▶ Exercise description
Every line below between the line holding "tag the dirt ground, one point per instance." and the line holding "Each point like <point>355,274</point>.", inclusive, should be repeated exactly, and all other lines omitted.

▶ Listed entries

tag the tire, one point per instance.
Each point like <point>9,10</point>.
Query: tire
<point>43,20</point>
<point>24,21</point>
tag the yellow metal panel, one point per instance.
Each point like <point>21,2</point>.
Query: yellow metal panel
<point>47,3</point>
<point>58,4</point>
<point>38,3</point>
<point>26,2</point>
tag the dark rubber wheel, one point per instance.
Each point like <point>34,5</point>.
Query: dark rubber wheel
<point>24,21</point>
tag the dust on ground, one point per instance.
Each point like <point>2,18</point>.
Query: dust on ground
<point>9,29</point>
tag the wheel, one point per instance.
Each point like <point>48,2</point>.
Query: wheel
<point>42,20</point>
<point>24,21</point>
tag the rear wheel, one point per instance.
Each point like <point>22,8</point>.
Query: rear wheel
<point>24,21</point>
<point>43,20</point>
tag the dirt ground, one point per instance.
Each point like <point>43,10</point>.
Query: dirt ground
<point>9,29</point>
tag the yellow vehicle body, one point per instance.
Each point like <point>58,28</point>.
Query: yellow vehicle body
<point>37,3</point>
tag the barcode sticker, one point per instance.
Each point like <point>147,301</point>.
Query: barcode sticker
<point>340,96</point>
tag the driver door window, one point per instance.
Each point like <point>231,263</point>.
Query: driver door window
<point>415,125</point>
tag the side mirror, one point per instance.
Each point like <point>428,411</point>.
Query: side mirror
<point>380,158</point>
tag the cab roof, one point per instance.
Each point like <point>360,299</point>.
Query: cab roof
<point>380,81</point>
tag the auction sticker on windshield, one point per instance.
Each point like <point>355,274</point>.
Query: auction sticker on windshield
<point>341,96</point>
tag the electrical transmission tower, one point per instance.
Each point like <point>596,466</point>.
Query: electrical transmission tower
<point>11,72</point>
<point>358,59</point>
---
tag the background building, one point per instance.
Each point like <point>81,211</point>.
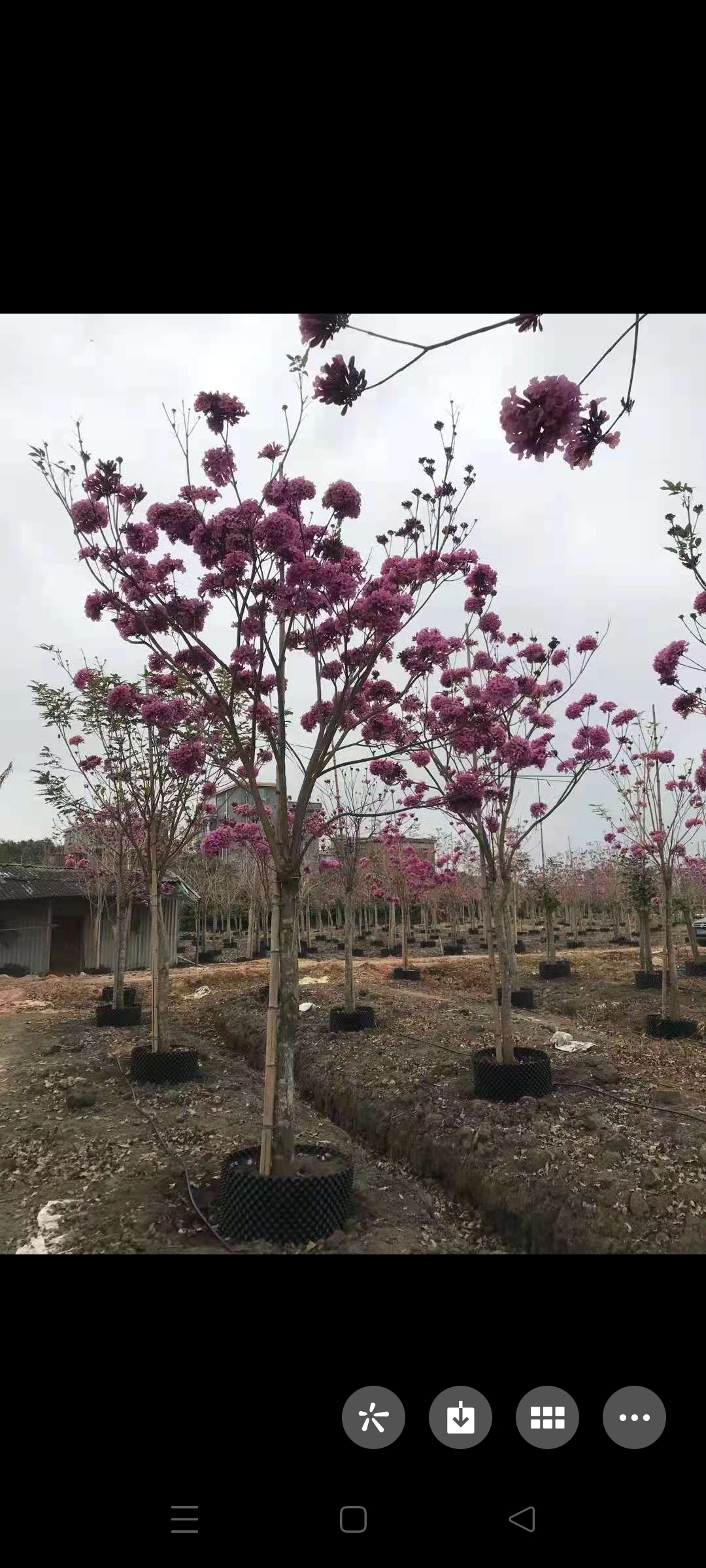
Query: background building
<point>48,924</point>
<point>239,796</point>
--
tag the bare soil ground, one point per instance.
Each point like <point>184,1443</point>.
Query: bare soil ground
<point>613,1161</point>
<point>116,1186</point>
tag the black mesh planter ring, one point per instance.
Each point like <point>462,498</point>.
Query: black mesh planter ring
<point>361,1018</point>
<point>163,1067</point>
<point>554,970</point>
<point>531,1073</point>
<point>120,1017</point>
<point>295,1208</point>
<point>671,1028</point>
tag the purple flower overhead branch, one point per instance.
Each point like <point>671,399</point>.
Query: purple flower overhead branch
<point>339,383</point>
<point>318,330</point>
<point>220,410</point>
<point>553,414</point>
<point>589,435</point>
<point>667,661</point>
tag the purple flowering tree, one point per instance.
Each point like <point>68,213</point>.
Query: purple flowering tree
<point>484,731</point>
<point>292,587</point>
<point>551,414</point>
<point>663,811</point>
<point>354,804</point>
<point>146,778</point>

▶ Exercise result
tag the dirt ground, one point per instance.
Each point like <point>43,10</point>.
Query: dirt ground
<point>9,29</point>
tag the yellow vehicle body, one point per instance.
Each point like <point>58,28</point>.
Query: yellow vehicle body
<point>37,3</point>
tag the barcode sticker, one point per instance.
Each point like <point>147,301</point>.
Query: barcode sticker
<point>340,96</point>
tag the driver door window, one point per instance.
Each point like <point>231,263</point>.
Query: driver door window
<point>415,125</point>
tag the side mirror, one point per instance.
Each point like <point>428,411</point>.
Query: side mirror
<point>380,158</point>
tag the cab roof, one point per instance.
Each point like <point>360,299</point>.
Query: cab roof
<point>380,81</point>
tag the auction sticker on windshield, one point per instance.
Each point like <point>355,274</point>.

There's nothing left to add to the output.